■ WORK ITEM:
Leave out the pictures and reproduce all of the data exactly.

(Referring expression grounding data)
===============

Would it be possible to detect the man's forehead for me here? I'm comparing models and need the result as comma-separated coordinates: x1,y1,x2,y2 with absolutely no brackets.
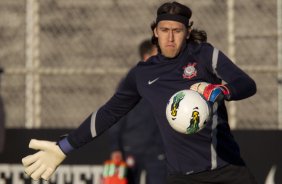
157,20,185,28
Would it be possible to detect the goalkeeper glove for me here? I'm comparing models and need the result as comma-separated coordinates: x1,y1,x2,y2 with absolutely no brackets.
22,139,66,180
190,82,230,103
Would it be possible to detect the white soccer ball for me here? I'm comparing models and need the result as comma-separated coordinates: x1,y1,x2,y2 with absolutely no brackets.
166,90,210,134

===============

■ SOLVED EXERCISE:
Would it be possible to detect the man's forehead for me here? I'm comparing models and need the result as comma-separated coordinates: x1,y1,x2,y2 with absolutely no brackets.
157,20,185,28
Would it be possible to detect the goalkeeper glove for me here? I'm comparing models and need the result as comma-separated coordinates: x1,y1,x2,y2 with absolutely no brackets.
22,139,66,180
190,82,230,103
Would it be possible to detect the white soccer ball for me here? I'm comparing models and need the result as comma-separated coordinates: x1,y1,x2,y2 with absolutely no brackets.
166,90,210,134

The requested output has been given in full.